• _The problem_
Entries follow. Set all of them down as they stand.

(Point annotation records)

┌──

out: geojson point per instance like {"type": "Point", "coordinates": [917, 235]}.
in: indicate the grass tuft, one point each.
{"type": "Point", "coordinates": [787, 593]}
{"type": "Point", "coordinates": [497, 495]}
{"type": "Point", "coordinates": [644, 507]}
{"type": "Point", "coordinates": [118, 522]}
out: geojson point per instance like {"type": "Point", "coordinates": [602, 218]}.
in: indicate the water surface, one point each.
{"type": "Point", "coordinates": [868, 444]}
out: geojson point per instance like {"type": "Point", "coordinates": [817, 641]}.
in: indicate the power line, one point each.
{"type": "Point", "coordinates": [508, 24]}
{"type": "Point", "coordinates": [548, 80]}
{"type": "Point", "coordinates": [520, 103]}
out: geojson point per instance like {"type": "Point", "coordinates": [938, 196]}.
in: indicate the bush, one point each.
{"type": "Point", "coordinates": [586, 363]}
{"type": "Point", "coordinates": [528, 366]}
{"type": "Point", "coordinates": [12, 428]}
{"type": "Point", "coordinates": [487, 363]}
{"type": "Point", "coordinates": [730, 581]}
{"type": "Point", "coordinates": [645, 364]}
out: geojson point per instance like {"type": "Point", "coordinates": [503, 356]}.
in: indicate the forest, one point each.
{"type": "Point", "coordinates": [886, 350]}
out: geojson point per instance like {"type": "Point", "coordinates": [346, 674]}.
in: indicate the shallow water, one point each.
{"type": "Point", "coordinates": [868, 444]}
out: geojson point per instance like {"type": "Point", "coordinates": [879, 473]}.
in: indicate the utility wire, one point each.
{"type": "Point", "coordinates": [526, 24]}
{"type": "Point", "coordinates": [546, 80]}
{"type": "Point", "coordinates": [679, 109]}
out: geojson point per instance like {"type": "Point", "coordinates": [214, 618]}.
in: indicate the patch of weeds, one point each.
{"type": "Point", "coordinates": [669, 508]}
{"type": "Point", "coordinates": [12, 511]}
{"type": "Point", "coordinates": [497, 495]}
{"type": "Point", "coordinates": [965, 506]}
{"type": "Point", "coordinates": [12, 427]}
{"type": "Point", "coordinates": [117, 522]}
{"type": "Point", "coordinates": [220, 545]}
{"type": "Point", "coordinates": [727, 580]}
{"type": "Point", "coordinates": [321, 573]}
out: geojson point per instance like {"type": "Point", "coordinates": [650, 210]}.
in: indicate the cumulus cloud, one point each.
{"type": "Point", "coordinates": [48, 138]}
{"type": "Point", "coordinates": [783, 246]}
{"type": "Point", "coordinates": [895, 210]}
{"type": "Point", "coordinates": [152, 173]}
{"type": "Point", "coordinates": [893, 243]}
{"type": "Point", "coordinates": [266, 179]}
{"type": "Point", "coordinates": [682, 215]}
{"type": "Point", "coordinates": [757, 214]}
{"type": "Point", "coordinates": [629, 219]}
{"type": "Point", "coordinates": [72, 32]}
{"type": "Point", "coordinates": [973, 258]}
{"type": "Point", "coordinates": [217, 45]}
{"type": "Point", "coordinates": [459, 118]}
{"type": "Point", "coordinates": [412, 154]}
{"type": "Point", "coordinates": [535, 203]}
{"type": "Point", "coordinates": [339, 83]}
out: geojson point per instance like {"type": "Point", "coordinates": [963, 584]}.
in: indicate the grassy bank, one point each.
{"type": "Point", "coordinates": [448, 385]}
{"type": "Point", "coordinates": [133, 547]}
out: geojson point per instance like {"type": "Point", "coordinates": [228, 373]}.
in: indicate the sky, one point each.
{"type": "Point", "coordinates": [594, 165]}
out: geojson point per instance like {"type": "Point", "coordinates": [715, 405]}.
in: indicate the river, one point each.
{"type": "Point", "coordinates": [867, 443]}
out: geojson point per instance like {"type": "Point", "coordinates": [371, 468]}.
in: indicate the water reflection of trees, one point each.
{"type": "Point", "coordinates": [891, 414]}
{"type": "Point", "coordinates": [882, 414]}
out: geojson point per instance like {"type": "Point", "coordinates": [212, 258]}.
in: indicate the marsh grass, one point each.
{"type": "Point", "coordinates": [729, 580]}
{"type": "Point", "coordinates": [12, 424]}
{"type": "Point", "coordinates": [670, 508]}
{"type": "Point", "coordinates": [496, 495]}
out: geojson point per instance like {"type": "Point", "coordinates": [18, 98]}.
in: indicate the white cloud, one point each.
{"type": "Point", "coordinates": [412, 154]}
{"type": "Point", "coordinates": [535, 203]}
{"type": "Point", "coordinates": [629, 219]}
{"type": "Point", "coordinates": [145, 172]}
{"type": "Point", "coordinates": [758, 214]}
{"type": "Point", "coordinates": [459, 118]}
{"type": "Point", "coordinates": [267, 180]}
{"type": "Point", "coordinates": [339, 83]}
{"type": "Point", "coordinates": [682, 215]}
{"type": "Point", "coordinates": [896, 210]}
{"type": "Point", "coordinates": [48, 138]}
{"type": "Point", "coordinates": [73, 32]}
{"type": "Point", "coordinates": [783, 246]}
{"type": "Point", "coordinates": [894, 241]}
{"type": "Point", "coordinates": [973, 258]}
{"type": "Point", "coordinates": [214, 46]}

└──

• _Solution below_
out: geojson point per instance like {"type": "Point", "coordinates": [917, 235]}.
in: indicate the grass tuft, one point each.
{"type": "Point", "coordinates": [787, 593]}
{"type": "Point", "coordinates": [497, 495]}
{"type": "Point", "coordinates": [644, 507]}
{"type": "Point", "coordinates": [118, 522]}
out: geojson point per instance like {"type": "Point", "coordinates": [602, 218]}.
in: indicate the water surface, one point each.
{"type": "Point", "coordinates": [868, 444]}
out: geojson point per instance like {"type": "Point", "coordinates": [817, 641]}.
in: indicate the power line, one point each.
{"type": "Point", "coordinates": [508, 24]}
{"type": "Point", "coordinates": [548, 80]}
{"type": "Point", "coordinates": [520, 103]}
out: geojson point per instance like {"type": "Point", "coordinates": [938, 196]}.
in: indicate the bush, one point each.
{"type": "Point", "coordinates": [586, 363]}
{"type": "Point", "coordinates": [528, 366]}
{"type": "Point", "coordinates": [12, 428]}
{"type": "Point", "coordinates": [487, 363]}
{"type": "Point", "coordinates": [730, 581]}
{"type": "Point", "coordinates": [645, 364]}
out: geojson point per instance like {"type": "Point", "coordinates": [503, 356]}.
in: indicate the forest, one point each.
{"type": "Point", "coordinates": [886, 350]}
out: geojson point per instance like {"type": "Point", "coordinates": [346, 674]}.
in: indicate the shallow water, one point each.
{"type": "Point", "coordinates": [868, 444]}
out: geojson point per instance like {"type": "Point", "coordinates": [879, 473]}.
in: indicate the utility wire, one point each.
{"type": "Point", "coordinates": [526, 24]}
{"type": "Point", "coordinates": [546, 80]}
{"type": "Point", "coordinates": [679, 109]}
out: geojson point per instance like {"type": "Point", "coordinates": [214, 618]}.
in: indicate the patch of weeds, one point each.
{"type": "Point", "coordinates": [669, 508]}
{"type": "Point", "coordinates": [12, 511]}
{"type": "Point", "coordinates": [497, 495]}
{"type": "Point", "coordinates": [965, 506]}
{"type": "Point", "coordinates": [12, 427]}
{"type": "Point", "coordinates": [117, 522]}
{"type": "Point", "coordinates": [220, 545]}
{"type": "Point", "coordinates": [727, 580]}
{"type": "Point", "coordinates": [321, 573]}
out: geojson point per instance like {"type": "Point", "coordinates": [650, 210]}.
in: indicate the cumulus cloud, one point each.
{"type": "Point", "coordinates": [48, 138]}
{"type": "Point", "coordinates": [783, 246]}
{"type": "Point", "coordinates": [895, 210]}
{"type": "Point", "coordinates": [152, 173]}
{"type": "Point", "coordinates": [893, 243]}
{"type": "Point", "coordinates": [266, 179]}
{"type": "Point", "coordinates": [682, 215]}
{"type": "Point", "coordinates": [757, 214]}
{"type": "Point", "coordinates": [629, 219]}
{"type": "Point", "coordinates": [72, 32]}
{"type": "Point", "coordinates": [973, 258]}
{"type": "Point", "coordinates": [217, 45]}
{"type": "Point", "coordinates": [459, 118]}
{"type": "Point", "coordinates": [412, 154]}
{"type": "Point", "coordinates": [535, 203]}
{"type": "Point", "coordinates": [339, 83]}
out: geojson point per instance like {"type": "Point", "coordinates": [963, 584]}.
in: indicate the grassy bank, one point each.
{"type": "Point", "coordinates": [448, 385]}
{"type": "Point", "coordinates": [133, 547]}
out: geojson point per instance like {"type": "Point", "coordinates": [228, 373]}.
in: indicate the sky, one point each.
{"type": "Point", "coordinates": [594, 165]}
out: geojson point per instance like {"type": "Point", "coordinates": [715, 405]}.
in: indicate the river, one point each.
{"type": "Point", "coordinates": [867, 443]}
out: geojson point per instance like {"type": "Point", "coordinates": [371, 468]}.
in: indicate the water reflection of trees, one point each.
{"type": "Point", "coordinates": [891, 414]}
{"type": "Point", "coordinates": [882, 414]}
out: geojson point per instance like {"type": "Point", "coordinates": [212, 258]}.
in: indicate the marsh grass, one point each.
{"type": "Point", "coordinates": [729, 580]}
{"type": "Point", "coordinates": [12, 424]}
{"type": "Point", "coordinates": [670, 508]}
{"type": "Point", "coordinates": [496, 495]}
out: geojson point per instance like {"type": "Point", "coordinates": [18, 98]}.
in: indicate the white cloud, one point each.
{"type": "Point", "coordinates": [412, 154]}
{"type": "Point", "coordinates": [535, 203]}
{"type": "Point", "coordinates": [629, 219]}
{"type": "Point", "coordinates": [145, 172]}
{"type": "Point", "coordinates": [758, 214]}
{"type": "Point", "coordinates": [459, 118]}
{"type": "Point", "coordinates": [267, 180]}
{"type": "Point", "coordinates": [339, 83]}
{"type": "Point", "coordinates": [682, 215]}
{"type": "Point", "coordinates": [896, 210]}
{"type": "Point", "coordinates": [48, 138]}
{"type": "Point", "coordinates": [73, 32]}
{"type": "Point", "coordinates": [783, 246]}
{"type": "Point", "coordinates": [894, 241]}
{"type": "Point", "coordinates": [973, 258]}
{"type": "Point", "coordinates": [214, 46]}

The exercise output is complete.